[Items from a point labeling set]
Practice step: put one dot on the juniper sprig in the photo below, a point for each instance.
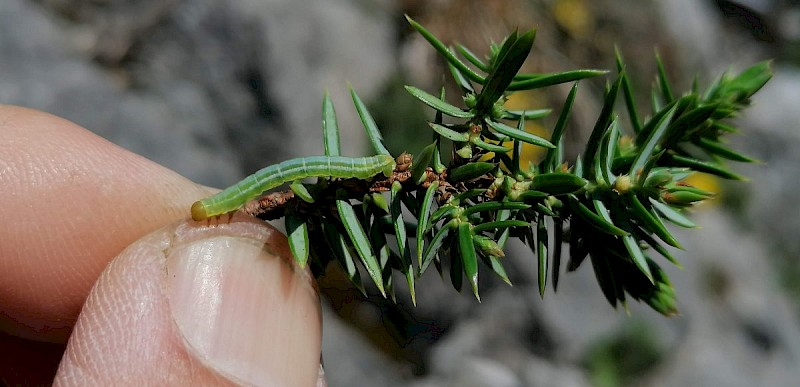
(457, 211)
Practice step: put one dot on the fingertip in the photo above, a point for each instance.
(196, 304)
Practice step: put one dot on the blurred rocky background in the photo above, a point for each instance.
(216, 89)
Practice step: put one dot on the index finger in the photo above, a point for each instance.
(71, 202)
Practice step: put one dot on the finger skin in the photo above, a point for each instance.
(140, 327)
(71, 202)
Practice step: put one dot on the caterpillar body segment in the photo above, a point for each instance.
(237, 195)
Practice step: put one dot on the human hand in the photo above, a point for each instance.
(184, 304)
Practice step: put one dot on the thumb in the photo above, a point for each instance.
(193, 304)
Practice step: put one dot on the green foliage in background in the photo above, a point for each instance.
(454, 205)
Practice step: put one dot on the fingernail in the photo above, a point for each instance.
(242, 308)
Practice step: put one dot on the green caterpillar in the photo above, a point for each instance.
(237, 195)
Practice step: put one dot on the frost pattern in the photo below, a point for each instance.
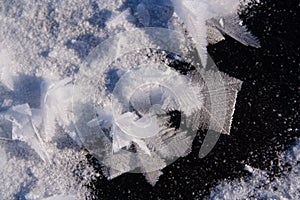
(42, 44)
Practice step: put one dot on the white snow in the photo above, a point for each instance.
(42, 45)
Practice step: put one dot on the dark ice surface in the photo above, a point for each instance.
(265, 121)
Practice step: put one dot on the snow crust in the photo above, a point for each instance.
(42, 46)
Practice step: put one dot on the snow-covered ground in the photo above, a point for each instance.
(42, 46)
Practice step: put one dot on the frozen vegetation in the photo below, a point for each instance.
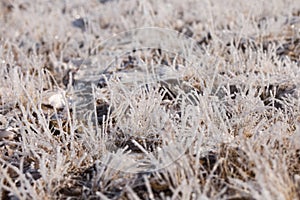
(115, 99)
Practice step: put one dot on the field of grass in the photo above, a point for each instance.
(128, 99)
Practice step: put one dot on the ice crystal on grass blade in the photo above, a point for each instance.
(131, 100)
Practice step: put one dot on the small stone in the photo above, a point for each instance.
(6, 134)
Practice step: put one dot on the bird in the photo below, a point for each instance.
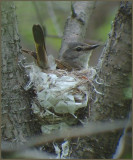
(75, 57)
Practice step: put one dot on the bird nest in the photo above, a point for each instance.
(59, 94)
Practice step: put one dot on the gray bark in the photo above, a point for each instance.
(113, 74)
(17, 123)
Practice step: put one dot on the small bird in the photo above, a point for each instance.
(75, 57)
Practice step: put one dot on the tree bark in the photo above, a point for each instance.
(113, 74)
(17, 123)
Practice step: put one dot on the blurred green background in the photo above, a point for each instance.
(52, 15)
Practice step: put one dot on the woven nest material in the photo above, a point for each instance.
(59, 92)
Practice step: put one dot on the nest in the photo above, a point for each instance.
(59, 93)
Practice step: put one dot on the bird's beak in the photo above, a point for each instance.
(93, 46)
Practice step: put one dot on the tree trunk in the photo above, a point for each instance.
(113, 77)
(17, 123)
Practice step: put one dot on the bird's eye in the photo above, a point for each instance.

Stated task
Render every line of the items above as a numbered list, leaving out blank lines and the pictures.

Written solution
1. Practice step: put one dot on the juniper sprig in the photo below, a point for each instance.
2. (457, 211)
3. Practice step: put one dot on the fingertip in the photo above, a point for each instance.
4. (196, 304)
5. Practice step: put one dot on the blurred rocky background in the photo above, a point for each instance.
6. (216, 89)
7. Practice step: put one dot on the index finger in the photo above, a point for each instance.
8. (71, 202)
9. Practice step: put one dot on the finger skin in the photo above, a point for each instance.
10. (140, 327)
11. (71, 202)
12. Practice step: put one dot on the caterpillar body segment in the photo above, a point for each instance.
13. (237, 195)
14. Practice step: put one dot on the human hand in the photo above, a point for each instance.
15. (184, 304)
16. Practice step: put one dot on the thumb in the photo above, a point for each instance.
17. (193, 304)
18. Practice step: put one dot on the green foliage in background in the photo above, a point for each instance.
19. (454, 205)
20. Practice step: put one dot on the fingernail in the photo above, a point for each instance.
21. (242, 308)
22. Practice step: put one dot on the green caterpillar in the photo above, a point for each instance.
23. (237, 195)
24. Practice step: put one dot on the frost pattern in the photo below, a point for each instance.
25. (42, 44)
26. Practice step: put one dot on the white snow in the photo above, a point for each instance.
27. (42, 45)
28. Practice step: put one dot on the dark ice surface in the photo above, a point for each instance.
29. (265, 121)
30. Practice step: put one dot on the snow crust in the photo above, a point for each instance.
31. (42, 46)
32. Practice step: put one dot on the snow-covered ground in the photo above, a point for each instance.
33. (42, 46)
34. Practice step: put one dot on the frozen vegetation in the photo below, a point for each instance.
35. (115, 99)
36. Practice step: put one dot on the field of grass in the photo above, a point for each instance.
37. (128, 99)
38. Practice step: put one dot on the ice crystal on grass blade in the photo above, a point for each instance.
39. (131, 100)
40. Practice step: put one dot on the small stone in the photo above, a point for each instance.
41. (6, 134)
42. Practice step: put one dot on the bird in the photo below, a point for each instance.
43. (75, 57)
44. Practice step: put one dot on the bird nest in the photo above, a point for each instance.
45. (59, 94)
46. Practice step: put one dot on the gray bark in the photo above, a point for each instance.
47. (113, 74)
48. (17, 123)
49. Practice step: put one dot on the small bird in the photo above, a point for each instance.
50. (75, 57)
51. Practice step: put one dot on the tree bark in the photo above, a point for each instance.
52. (113, 74)
53. (17, 123)
54. Practice step: put one dot on the blurred green background in the photo above, a point for each instance.
55. (52, 15)
56. Practice step: put one dot on the woven nest material in the photo above, a point for each instance.
57. (59, 92)
58. Practice step: put one dot on the nest in the photo above, a point for each instance.
59. (59, 93)
60. Practice step: put one dot on the bird's beak in the photo above, a point for each instance.
61. (93, 46)
62. Practice step: put one dot on the tree trunk in the photo above, a point for each instance.
63. (113, 77)
64. (17, 123)
65. Practice step: put one dot on the bird's eye in the photo above, a point for each instance.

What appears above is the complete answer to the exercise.